Set problem
Reproduce, verbatim, the lines below from the line containing "the white pants" up to and including the line containing "[[612, 620]]", and output nothing else.

Given information
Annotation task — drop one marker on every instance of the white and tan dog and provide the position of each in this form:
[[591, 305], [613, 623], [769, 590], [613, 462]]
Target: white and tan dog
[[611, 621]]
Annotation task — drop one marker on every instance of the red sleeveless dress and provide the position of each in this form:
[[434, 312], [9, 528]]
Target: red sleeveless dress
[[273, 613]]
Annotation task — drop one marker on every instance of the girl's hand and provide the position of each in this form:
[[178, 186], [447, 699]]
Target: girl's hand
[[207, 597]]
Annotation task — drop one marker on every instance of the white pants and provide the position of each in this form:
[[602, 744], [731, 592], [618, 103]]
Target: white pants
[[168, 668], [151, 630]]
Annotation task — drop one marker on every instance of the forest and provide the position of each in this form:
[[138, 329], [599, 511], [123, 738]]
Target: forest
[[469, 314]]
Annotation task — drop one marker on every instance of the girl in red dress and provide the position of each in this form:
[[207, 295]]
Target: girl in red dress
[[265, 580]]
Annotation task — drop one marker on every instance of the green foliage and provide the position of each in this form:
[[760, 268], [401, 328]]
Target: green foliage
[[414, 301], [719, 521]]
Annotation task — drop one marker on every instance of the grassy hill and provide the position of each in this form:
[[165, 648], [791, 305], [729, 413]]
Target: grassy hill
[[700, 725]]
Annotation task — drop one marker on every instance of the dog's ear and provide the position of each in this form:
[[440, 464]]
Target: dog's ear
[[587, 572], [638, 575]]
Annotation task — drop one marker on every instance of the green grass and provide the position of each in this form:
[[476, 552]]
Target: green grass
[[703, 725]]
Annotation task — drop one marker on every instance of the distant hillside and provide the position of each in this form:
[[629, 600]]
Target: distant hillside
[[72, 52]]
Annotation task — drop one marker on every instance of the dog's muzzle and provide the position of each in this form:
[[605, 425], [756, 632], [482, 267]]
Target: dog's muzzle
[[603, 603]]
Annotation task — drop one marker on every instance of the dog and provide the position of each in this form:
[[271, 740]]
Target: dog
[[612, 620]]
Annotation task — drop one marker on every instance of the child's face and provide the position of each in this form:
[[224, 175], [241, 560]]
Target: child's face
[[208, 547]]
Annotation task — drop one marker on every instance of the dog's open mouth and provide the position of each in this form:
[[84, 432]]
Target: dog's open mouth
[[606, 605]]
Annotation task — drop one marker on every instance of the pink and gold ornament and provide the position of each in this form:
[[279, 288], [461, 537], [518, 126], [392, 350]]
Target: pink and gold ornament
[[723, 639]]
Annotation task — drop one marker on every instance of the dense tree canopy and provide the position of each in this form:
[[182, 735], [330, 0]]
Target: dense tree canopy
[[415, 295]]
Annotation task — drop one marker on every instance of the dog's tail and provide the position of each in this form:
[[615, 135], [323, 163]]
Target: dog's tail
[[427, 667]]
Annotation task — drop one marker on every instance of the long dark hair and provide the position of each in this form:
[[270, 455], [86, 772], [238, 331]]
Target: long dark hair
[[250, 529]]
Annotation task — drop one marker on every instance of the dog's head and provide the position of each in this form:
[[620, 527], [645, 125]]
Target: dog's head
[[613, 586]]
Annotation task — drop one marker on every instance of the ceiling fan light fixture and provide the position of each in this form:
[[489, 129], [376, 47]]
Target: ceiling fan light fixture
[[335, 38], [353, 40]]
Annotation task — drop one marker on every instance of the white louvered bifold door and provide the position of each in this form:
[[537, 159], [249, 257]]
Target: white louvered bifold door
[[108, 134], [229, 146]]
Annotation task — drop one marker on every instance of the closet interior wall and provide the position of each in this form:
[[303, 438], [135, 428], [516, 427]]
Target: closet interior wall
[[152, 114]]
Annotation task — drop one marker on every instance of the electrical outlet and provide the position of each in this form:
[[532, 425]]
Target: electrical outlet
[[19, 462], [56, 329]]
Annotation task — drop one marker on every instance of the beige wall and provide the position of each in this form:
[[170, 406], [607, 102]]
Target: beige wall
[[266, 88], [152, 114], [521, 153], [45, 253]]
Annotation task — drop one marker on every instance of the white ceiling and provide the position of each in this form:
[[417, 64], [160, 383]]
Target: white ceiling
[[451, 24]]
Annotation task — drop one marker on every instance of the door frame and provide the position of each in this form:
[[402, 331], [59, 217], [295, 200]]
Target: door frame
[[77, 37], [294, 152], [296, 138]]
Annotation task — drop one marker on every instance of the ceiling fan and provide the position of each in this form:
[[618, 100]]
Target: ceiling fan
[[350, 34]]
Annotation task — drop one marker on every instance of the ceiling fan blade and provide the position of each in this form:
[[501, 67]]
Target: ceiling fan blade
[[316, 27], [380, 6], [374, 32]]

Completed task
Annotation task — drop one marker on every instance of the white pants and provide the position of each in this form:
[[602, 744], [731, 592], [618, 103]]
Target: white pants
[[168, 668], [151, 630]]
Annotation task — drop one marker on every instance of the forest and provide the position of each in this form:
[[138, 329], [599, 511], [123, 738]]
Target: forest
[[469, 314]]
Annotation task — drop one marker on every instance of the girl in red dress and provide the position of each in this form:
[[207, 295]]
Target: girl in red dress
[[265, 580]]
Annotation task — drop one marker on every instance of the green foliage and provide the position of each in this form:
[[760, 268], [401, 328]]
Target: green foliage
[[414, 301], [719, 521]]
Annotation task — drop one marker on every instance of the grassy hill and provide the position of each in this form:
[[165, 648], [791, 305], [729, 413]]
Target: grassy hill
[[700, 725]]
Annotation task — drop one marker on every instance of the dog's ear and provide the position of each in this form:
[[440, 464]]
Target: dog's ear
[[587, 572], [638, 575]]
Annotation task — drop one marker on every instance of the green grass and provide the position of each in this form:
[[476, 552]]
Target: green grass
[[703, 725]]
Annotation task — drop one marker on every instance of the distant hillside and provide the position of each in this form:
[[629, 600]]
Target: distant hillside
[[72, 52]]
Annotation task — drop one marker on every instance of the dog's muzzle and provide the position of each in this form:
[[605, 425], [756, 632], [482, 267]]
Target: dog's muzzle
[[603, 603]]
Annotation task — drop one marker on every instance of the dog and provide the position of each in this form:
[[271, 740]]
Target: dog
[[612, 620]]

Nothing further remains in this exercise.